● Aim of the exercise
Rewrite the listing below, replacing "marker" with "dot" everywhere it occurs and keeping every other part unchanged.

(Items listed in a dataset)
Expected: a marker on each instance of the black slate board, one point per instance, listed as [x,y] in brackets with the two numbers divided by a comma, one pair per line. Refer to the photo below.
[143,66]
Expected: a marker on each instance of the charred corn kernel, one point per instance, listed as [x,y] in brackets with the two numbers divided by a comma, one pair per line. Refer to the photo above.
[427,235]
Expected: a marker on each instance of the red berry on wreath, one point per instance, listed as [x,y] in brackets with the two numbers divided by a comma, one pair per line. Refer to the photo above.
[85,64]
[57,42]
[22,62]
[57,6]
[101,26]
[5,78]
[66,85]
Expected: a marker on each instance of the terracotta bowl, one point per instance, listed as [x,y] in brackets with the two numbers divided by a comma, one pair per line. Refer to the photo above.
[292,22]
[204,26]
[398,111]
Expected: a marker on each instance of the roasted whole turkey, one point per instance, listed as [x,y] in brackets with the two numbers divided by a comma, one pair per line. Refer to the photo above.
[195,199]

● Answer for this exercise
Expected: a dot on each instance of the black slate board, one point per instance, listed as [x,y] in brackets with the two numbers divided by a comma, one pair per line. Refer to the photo below.
[143,66]
Expected: a dot on each instance of the charred corn kernel, one point per instance, listed as [x,y] in brackets with the two numbers divided by a comma, one pair per line. Refer to the photo above.
[427,235]
Expected: a dot on each instance of the red berry on wreath, one point per instance, listed as [x,y] in brackets with the two numbers divided by a comma, one pair per line. Refer to the photo above.
[85,64]
[57,42]
[22,62]
[57,6]
[101,26]
[5,78]
[66,85]
Expected: a dot on each instance of the terracotta bowl, one point per instance, listed as [x,y] in brackets with the two numbers divided by a comma, one pair per line. Refer to the photo above.
[292,22]
[204,26]
[398,111]
Expected: a dot on each instance of the roasted whole turkey, one point per instance, listed as [x,y] in brackets with the two numbers divided by a comma, one pair per line. Refer to the photo above.
[195,199]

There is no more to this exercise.